> **AIM OF THE TASK**
Starting with the line that contains "of the gilded", write out each line through the end of the listing, unchanged. Output nothing else.
-- START ENTRIES PROVIDED --
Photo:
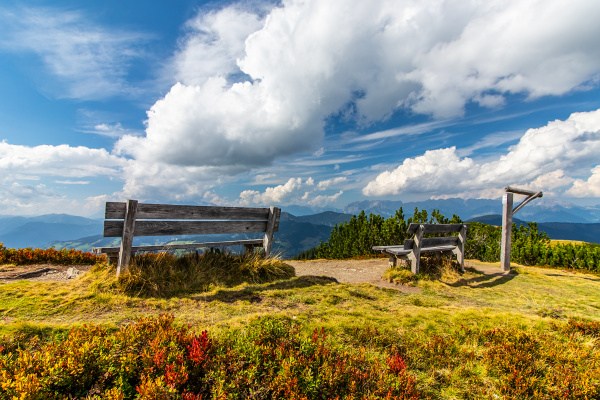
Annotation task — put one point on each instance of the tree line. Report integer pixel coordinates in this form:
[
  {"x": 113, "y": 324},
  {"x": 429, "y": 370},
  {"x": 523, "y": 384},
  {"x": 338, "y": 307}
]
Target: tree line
[{"x": 530, "y": 246}]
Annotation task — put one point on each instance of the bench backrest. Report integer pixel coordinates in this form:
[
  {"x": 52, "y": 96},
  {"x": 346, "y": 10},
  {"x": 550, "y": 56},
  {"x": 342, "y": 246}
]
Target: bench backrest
[
  {"x": 167, "y": 219},
  {"x": 419, "y": 230},
  {"x": 130, "y": 219}
]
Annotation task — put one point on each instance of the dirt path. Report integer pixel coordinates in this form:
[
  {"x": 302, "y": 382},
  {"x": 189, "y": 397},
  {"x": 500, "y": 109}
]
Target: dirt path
[{"x": 350, "y": 271}]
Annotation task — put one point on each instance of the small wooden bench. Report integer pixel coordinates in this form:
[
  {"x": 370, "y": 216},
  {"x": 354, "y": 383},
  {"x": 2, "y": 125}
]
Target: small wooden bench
[
  {"x": 413, "y": 248},
  {"x": 130, "y": 219}
]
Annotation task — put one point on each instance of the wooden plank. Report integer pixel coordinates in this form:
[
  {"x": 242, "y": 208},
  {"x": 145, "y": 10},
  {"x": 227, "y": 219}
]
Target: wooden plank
[
  {"x": 187, "y": 246},
  {"x": 398, "y": 251},
  {"x": 166, "y": 228},
  {"x": 383, "y": 248},
  {"x": 524, "y": 192},
  {"x": 437, "y": 248},
  {"x": 170, "y": 211},
  {"x": 526, "y": 201},
  {"x": 127, "y": 236},
  {"x": 430, "y": 242},
  {"x": 277, "y": 218},
  {"x": 115, "y": 210},
  {"x": 460, "y": 248},
  {"x": 507, "y": 201},
  {"x": 416, "y": 249},
  {"x": 435, "y": 228},
  {"x": 268, "y": 238}
]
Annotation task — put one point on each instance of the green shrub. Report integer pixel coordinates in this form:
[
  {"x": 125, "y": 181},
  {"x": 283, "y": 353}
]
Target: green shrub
[{"x": 47, "y": 256}]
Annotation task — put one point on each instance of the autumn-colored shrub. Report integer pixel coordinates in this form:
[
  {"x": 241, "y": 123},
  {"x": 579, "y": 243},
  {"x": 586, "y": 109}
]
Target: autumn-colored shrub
[
  {"x": 154, "y": 358},
  {"x": 272, "y": 358},
  {"x": 47, "y": 256}
]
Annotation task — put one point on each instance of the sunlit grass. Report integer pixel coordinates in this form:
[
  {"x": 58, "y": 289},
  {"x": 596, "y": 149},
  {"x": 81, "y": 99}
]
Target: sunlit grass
[{"x": 452, "y": 329}]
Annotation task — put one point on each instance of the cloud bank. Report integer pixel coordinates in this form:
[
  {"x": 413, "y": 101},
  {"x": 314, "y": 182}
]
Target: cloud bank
[
  {"x": 255, "y": 85},
  {"x": 91, "y": 61},
  {"x": 539, "y": 160}
]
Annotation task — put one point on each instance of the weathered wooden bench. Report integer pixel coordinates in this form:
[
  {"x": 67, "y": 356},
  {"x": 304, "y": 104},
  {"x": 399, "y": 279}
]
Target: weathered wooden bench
[
  {"x": 130, "y": 219},
  {"x": 419, "y": 244}
]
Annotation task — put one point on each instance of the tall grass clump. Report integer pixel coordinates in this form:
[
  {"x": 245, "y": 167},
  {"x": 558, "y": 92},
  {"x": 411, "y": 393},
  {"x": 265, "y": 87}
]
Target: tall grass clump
[{"x": 165, "y": 274}]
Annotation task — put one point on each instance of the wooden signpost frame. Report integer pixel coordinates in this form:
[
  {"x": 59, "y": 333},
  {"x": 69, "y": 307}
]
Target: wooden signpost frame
[{"x": 507, "y": 217}]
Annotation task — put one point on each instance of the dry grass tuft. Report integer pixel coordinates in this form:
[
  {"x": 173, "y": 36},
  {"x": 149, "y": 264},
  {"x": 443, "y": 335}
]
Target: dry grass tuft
[{"x": 164, "y": 274}]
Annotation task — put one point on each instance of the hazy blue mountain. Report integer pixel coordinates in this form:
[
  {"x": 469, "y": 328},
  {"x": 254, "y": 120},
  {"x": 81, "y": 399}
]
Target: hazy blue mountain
[
  {"x": 327, "y": 218},
  {"x": 555, "y": 230},
  {"x": 299, "y": 232}
]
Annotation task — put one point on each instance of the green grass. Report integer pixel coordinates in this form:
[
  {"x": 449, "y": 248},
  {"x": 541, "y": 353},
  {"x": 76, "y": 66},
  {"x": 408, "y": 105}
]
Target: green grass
[{"x": 452, "y": 329}]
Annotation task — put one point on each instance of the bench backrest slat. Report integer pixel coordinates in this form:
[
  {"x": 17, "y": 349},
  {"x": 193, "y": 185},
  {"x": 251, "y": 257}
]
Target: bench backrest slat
[
  {"x": 116, "y": 210},
  {"x": 166, "y": 228},
  {"x": 432, "y": 242},
  {"x": 435, "y": 228}
]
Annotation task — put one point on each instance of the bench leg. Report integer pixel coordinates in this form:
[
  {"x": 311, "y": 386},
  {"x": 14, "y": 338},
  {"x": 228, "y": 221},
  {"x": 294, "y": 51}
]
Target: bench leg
[
  {"x": 414, "y": 263},
  {"x": 393, "y": 261}
]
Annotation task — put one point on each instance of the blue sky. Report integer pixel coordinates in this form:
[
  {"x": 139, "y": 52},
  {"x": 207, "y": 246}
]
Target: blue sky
[{"x": 296, "y": 102}]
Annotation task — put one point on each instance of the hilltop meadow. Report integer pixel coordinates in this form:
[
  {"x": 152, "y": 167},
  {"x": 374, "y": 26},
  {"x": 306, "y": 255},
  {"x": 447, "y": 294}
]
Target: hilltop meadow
[{"x": 227, "y": 326}]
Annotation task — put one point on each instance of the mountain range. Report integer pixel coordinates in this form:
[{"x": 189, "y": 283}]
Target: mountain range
[{"x": 298, "y": 232}]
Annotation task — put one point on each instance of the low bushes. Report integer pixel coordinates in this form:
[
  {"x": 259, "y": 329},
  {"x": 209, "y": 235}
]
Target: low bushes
[
  {"x": 272, "y": 358},
  {"x": 47, "y": 256}
]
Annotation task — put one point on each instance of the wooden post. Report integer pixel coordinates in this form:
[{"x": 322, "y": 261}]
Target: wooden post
[
  {"x": 268, "y": 239},
  {"x": 460, "y": 249},
  {"x": 507, "y": 217},
  {"x": 415, "y": 259},
  {"x": 507, "y": 202},
  {"x": 127, "y": 238}
]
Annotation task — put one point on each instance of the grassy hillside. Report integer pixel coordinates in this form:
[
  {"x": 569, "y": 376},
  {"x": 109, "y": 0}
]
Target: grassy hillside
[{"x": 529, "y": 334}]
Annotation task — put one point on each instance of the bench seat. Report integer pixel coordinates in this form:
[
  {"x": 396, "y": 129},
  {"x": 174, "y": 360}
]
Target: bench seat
[
  {"x": 412, "y": 248},
  {"x": 130, "y": 219}
]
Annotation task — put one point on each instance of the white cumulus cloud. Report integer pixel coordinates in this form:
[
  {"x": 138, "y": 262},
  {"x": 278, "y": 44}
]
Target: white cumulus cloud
[
  {"x": 258, "y": 85},
  {"x": 589, "y": 187},
  {"x": 542, "y": 158},
  {"x": 90, "y": 61},
  {"x": 59, "y": 161}
]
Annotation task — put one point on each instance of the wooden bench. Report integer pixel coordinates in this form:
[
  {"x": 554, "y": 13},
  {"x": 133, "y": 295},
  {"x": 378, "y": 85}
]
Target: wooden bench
[
  {"x": 413, "y": 248},
  {"x": 130, "y": 219}
]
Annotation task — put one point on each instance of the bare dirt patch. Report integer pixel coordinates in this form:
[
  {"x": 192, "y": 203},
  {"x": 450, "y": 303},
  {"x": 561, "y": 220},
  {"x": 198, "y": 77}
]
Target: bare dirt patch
[
  {"x": 350, "y": 271},
  {"x": 41, "y": 272}
]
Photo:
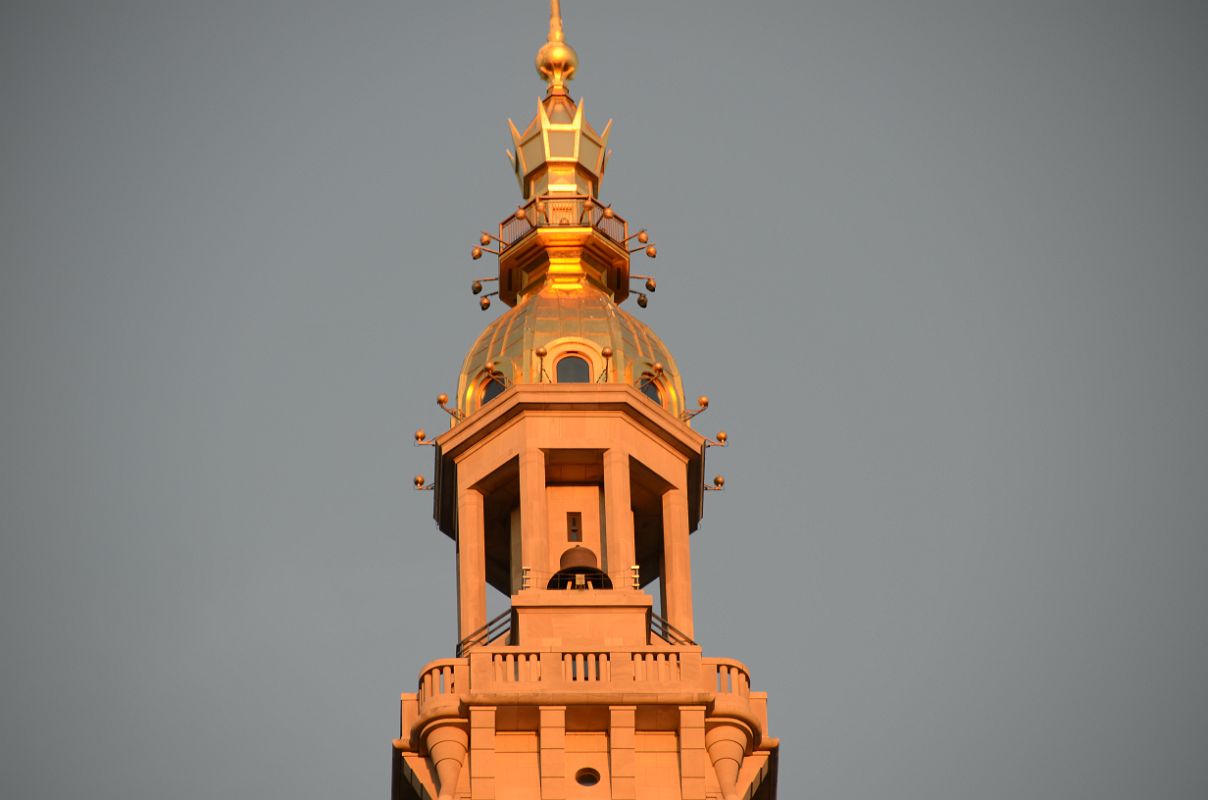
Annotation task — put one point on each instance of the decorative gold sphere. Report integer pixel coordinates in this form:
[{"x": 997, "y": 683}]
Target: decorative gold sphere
[{"x": 556, "y": 62}]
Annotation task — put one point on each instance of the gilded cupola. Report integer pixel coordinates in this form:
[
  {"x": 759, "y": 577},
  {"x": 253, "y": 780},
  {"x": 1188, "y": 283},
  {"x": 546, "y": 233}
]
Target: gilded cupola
[{"x": 564, "y": 264}]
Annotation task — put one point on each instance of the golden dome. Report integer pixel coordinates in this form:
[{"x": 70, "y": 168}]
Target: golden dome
-- END ENTRIES PROVIDED --
> **WRITTEN RESPONSE**
Annotation task — put one point on each instance of the gilded cupola. Report integer pixel coordinates in this form:
[
  {"x": 759, "y": 577},
  {"x": 253, "y": 780},
  {"x": 1188, "y": 283},
  {"x": 546, "y": 233}
]
Target: gilded cupola
[{"x": 564, "y": 264}]
Annotation task — put one point on each instance of the golden dome. Report integer pixel coordinates in this form:
[{"x": 70, "y": 168}]
Target: golden dome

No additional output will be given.